**Task item**
In the text about parents communicating with teachers, what does the name FASTalk stand for?

When it comes to communicating with their child’s teacher, most parents want the same thing: to understand what their child is learning in school and how they can support their education when they’re at home. Most parents would say they want that information directly from their child’s teacher.
Depending on the school, channels of communication between parents and teachers are often open, but it typically becomes much more difficult and complicated when parents don’t speak English. In the Oakland Unified School District, that covers most families. That’s why Family Engagement Lab created FASTalk (Families and Schools Talk), a tool that bridges the gap and helps teachers and parents who don’t speak the same language communicate.
More than half (50.7 percent) of OUSD students speak a language other than English at home. There are 57 non-English native languages spoken by OUSD students. One-third of OUSD students (33.2 percent) speak Spanish, while 4 percent speak Cantonese, 3.6 percent speak Mam, 2.4 percent speak Arabic, and 2.1 percent speak Vietnamese.

**Source data**
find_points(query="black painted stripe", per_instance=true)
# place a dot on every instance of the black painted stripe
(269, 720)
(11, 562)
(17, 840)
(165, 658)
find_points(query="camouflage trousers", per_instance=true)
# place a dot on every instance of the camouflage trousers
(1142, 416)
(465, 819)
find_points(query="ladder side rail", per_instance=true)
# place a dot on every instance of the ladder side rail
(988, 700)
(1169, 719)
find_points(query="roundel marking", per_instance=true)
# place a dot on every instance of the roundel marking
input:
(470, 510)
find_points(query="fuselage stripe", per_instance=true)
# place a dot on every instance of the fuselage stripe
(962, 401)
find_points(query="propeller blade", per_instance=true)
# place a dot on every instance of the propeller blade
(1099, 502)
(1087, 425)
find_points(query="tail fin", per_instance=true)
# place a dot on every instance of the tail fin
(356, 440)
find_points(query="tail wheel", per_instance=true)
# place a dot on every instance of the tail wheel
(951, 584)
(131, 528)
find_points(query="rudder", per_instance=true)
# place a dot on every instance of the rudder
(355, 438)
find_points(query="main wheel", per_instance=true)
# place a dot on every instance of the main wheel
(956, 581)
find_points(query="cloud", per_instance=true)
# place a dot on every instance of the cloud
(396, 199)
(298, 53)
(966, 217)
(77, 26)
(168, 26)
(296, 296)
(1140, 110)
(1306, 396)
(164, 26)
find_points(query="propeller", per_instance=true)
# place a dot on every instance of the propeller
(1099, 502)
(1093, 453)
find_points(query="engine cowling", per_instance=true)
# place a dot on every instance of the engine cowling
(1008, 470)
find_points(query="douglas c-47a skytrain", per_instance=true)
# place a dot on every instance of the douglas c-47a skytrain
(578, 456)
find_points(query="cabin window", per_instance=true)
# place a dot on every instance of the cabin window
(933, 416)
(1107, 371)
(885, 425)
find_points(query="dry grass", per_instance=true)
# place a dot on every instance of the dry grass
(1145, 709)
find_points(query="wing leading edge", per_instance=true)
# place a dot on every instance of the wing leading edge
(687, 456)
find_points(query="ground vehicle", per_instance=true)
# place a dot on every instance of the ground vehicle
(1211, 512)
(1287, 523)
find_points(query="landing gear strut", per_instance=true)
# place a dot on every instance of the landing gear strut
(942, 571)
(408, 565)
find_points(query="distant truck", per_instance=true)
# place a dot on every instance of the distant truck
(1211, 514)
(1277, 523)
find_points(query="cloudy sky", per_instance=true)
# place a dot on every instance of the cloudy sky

**Output**
Families and Schools Talk